Directive: Collect each line of the material below that contains the string "shirt". Letter case is significant.

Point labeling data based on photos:
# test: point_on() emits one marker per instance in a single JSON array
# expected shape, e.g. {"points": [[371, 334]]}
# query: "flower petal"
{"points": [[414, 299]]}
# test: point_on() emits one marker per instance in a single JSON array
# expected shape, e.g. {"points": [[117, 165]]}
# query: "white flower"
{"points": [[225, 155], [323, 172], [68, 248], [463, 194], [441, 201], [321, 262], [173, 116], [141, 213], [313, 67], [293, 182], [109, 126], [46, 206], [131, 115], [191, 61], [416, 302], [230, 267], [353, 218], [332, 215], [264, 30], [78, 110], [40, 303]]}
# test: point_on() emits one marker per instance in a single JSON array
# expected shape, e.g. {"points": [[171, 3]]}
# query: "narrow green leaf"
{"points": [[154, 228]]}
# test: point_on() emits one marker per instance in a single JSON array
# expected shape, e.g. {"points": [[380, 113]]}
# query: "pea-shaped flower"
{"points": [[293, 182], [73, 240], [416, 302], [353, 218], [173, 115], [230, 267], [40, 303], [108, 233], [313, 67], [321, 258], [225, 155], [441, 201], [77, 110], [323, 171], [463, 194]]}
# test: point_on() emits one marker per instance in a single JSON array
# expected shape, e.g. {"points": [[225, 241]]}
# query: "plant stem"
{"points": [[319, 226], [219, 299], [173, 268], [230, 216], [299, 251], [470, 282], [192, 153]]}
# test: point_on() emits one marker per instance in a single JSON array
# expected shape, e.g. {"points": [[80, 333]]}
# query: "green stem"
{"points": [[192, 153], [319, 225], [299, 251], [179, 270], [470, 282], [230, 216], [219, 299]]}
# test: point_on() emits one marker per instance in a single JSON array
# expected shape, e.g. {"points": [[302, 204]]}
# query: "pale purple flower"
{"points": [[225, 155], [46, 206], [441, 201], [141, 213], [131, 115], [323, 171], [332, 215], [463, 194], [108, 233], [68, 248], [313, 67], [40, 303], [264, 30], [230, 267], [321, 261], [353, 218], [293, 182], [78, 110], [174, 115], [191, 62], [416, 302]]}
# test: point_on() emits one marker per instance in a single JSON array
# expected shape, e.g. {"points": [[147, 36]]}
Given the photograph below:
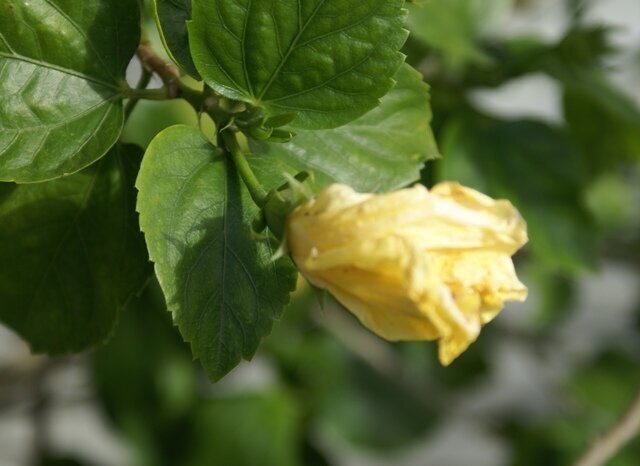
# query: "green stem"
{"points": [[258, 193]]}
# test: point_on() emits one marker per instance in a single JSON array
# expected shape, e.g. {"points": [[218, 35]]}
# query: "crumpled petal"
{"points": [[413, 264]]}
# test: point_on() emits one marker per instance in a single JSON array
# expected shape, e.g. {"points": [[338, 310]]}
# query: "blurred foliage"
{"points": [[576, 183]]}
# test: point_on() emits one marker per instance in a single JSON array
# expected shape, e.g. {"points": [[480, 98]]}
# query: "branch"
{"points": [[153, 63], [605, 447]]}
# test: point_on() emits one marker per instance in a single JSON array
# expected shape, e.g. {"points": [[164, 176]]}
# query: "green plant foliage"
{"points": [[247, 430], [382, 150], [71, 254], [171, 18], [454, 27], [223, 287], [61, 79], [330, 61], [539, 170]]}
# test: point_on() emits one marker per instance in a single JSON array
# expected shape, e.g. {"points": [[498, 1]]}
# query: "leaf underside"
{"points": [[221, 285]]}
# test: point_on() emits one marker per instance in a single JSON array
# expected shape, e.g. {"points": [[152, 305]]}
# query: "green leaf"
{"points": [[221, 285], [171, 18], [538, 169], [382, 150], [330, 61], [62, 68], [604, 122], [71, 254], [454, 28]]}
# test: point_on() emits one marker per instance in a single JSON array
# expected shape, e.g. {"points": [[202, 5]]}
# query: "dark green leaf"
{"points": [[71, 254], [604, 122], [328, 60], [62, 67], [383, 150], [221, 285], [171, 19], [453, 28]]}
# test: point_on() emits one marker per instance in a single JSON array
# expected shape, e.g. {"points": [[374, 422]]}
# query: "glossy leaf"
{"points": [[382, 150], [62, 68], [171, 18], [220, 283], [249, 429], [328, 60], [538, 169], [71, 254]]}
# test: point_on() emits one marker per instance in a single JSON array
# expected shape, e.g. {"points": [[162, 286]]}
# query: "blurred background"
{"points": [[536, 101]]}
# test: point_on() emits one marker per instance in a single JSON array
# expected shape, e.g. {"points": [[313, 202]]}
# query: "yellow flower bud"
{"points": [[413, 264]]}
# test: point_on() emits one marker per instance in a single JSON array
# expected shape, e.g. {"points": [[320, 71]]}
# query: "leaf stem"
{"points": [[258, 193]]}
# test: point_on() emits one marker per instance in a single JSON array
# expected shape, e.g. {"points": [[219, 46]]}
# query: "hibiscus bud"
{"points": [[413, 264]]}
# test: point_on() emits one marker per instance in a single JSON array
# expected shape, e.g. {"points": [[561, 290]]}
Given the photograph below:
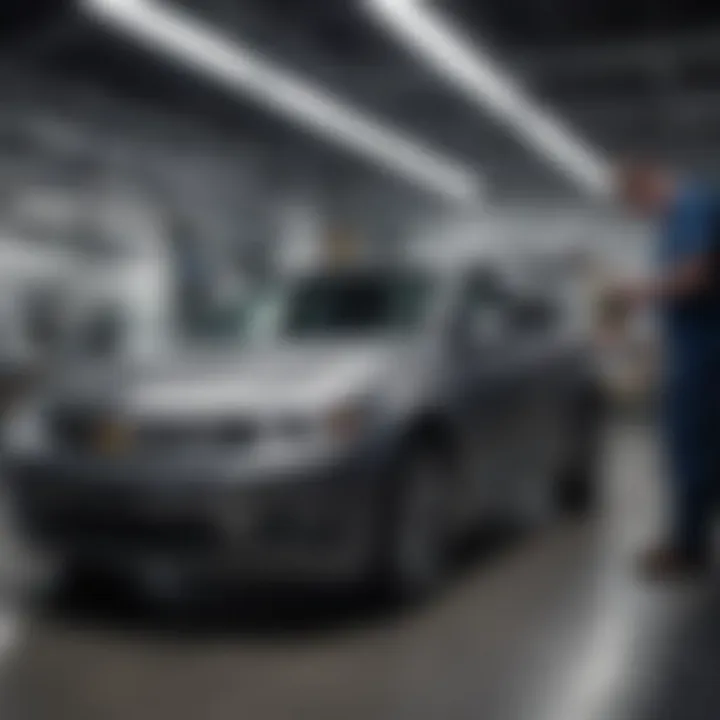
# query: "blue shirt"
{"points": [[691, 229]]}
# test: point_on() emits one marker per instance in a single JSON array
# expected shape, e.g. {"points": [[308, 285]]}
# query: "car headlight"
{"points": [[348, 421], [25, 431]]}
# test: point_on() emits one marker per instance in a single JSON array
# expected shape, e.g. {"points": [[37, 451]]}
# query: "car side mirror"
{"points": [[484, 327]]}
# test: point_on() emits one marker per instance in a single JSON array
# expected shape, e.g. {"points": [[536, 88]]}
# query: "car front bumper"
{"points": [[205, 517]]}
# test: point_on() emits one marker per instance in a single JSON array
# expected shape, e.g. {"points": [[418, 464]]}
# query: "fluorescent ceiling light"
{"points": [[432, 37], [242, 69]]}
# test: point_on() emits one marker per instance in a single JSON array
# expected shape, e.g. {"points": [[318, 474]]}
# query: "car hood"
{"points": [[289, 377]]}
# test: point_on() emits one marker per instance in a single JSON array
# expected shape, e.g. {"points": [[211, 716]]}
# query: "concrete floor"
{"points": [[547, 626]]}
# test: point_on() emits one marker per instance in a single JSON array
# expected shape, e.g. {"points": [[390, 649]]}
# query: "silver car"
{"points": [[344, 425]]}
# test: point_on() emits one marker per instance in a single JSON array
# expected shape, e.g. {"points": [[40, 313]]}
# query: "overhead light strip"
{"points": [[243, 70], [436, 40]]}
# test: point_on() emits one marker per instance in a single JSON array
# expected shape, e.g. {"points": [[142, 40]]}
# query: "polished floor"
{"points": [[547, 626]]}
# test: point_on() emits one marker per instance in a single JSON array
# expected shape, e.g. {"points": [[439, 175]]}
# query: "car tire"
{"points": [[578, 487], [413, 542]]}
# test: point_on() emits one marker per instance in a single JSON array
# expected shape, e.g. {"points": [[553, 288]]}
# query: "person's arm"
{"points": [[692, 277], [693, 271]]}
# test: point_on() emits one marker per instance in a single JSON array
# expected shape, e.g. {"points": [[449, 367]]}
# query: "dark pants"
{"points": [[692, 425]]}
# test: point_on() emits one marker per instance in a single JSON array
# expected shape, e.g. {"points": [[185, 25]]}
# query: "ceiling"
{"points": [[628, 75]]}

...

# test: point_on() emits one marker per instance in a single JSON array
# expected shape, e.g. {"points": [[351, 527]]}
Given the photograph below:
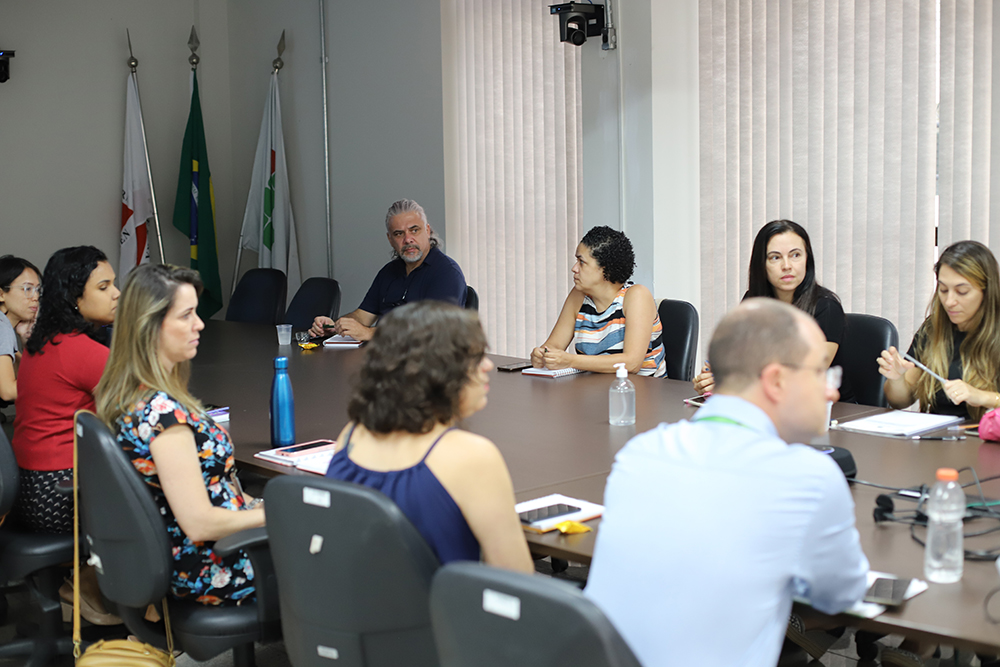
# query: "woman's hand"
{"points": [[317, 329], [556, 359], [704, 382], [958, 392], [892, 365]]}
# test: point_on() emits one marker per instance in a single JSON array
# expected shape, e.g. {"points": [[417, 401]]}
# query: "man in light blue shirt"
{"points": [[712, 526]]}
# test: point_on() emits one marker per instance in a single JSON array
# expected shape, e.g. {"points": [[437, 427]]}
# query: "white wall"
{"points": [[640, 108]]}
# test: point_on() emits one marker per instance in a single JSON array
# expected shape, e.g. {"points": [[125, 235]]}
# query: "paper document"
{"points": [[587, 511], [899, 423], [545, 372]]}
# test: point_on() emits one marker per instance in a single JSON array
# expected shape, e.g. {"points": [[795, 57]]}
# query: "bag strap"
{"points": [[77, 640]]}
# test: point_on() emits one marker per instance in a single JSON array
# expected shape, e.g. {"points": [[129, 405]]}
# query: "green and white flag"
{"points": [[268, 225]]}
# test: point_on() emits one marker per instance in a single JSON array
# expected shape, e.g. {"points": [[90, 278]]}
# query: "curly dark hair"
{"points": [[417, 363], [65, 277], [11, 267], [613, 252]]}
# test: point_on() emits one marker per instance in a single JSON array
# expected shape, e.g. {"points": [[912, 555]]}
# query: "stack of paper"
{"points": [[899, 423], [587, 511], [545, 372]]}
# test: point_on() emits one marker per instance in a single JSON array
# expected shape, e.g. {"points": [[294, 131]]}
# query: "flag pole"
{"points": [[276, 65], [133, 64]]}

Result of the task:
# query: "blue shirt"
# query: "man in light blue shirt"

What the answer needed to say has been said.